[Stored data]
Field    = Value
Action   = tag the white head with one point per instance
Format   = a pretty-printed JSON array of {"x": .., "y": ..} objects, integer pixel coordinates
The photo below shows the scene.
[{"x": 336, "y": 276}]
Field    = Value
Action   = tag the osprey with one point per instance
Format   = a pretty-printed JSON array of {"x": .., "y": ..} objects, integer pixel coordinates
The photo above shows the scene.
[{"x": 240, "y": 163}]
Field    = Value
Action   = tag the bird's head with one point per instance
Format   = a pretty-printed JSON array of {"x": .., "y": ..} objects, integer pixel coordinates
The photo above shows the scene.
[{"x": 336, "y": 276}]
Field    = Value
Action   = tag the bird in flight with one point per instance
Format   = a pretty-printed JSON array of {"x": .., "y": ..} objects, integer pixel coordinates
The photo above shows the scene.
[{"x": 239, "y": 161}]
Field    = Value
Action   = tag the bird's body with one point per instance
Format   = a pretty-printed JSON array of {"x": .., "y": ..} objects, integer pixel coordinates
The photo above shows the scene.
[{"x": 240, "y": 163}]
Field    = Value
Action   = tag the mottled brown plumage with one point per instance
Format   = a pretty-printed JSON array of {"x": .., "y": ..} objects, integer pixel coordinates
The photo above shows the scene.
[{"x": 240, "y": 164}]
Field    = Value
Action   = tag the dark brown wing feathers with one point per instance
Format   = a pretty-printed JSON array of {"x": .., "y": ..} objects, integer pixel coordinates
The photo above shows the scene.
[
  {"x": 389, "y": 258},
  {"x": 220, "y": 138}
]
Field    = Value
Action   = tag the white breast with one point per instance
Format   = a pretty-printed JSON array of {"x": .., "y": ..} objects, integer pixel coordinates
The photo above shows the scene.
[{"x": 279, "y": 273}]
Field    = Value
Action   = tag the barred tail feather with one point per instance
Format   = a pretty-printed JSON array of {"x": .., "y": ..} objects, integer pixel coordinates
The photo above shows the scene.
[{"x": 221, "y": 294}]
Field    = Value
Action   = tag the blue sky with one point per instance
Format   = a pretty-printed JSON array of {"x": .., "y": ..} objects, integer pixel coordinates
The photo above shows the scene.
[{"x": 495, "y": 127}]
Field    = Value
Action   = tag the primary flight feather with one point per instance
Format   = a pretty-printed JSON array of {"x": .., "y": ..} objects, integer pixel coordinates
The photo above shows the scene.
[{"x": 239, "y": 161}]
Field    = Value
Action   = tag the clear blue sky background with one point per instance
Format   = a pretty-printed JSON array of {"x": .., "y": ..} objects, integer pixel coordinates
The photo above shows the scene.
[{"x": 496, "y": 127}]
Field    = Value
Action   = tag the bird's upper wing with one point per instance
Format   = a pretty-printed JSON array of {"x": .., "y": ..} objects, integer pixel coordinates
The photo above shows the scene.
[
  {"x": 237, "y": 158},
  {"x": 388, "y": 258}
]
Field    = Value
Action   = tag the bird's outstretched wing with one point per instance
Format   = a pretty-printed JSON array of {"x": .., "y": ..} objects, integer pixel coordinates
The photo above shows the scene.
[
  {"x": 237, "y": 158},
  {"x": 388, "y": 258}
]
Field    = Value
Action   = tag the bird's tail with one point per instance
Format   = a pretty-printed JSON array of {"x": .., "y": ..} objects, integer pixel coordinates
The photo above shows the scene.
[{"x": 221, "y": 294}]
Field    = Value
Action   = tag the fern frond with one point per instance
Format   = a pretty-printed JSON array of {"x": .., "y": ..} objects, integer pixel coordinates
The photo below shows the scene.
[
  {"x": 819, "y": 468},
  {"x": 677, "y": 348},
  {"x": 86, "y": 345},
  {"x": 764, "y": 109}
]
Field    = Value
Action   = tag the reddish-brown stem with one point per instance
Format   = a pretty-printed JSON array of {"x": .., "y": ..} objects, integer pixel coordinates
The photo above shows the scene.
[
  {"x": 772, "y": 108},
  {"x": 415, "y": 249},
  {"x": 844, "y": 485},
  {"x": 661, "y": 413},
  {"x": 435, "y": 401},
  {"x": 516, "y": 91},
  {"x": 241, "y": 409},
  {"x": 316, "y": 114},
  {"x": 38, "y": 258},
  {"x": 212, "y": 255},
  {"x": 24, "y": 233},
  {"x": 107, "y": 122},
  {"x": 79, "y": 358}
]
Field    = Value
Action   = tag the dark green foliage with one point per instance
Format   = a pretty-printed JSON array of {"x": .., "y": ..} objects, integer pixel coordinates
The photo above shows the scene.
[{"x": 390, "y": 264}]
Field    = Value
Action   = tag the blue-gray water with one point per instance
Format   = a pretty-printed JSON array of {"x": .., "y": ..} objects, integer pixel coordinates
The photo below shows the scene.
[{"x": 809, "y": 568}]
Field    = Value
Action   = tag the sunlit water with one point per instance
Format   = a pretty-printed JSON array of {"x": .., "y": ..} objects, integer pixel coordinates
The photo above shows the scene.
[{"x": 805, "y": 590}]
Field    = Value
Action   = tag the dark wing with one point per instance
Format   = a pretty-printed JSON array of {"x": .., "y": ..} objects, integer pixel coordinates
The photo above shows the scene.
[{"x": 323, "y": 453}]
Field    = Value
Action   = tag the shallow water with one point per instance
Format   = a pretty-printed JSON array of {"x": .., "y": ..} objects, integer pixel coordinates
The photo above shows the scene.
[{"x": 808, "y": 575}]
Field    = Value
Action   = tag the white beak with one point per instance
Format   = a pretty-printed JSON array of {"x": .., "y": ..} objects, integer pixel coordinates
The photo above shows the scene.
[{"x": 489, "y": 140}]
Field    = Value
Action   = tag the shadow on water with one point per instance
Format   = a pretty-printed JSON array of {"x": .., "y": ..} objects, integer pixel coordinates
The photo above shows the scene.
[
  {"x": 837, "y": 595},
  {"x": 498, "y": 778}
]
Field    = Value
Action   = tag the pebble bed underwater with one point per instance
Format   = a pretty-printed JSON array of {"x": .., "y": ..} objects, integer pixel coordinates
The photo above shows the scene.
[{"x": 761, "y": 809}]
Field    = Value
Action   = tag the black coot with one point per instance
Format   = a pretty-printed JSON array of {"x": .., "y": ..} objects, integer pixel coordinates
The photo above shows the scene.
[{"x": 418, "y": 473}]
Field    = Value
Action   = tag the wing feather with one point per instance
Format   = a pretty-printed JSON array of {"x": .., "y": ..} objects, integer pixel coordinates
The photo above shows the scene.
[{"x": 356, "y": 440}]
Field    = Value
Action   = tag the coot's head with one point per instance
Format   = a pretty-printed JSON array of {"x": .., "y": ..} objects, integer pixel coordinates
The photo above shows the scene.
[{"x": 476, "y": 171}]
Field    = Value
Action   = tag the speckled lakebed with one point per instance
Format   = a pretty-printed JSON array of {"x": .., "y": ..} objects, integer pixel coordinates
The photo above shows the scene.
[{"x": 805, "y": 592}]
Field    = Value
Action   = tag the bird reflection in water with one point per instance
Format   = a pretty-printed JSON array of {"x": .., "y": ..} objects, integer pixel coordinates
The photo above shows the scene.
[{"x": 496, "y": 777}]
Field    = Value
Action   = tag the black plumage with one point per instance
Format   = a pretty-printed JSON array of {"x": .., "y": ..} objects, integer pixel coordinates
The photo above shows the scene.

Exercise: Lines in the data that include the word "dark" should all be copied.

Response to the task:
Action   = tag the dark brown wing feathers with one point per instance
Action   = tag the dark green foliage with one point per instance
Action   = tag the dark wing with one point per instance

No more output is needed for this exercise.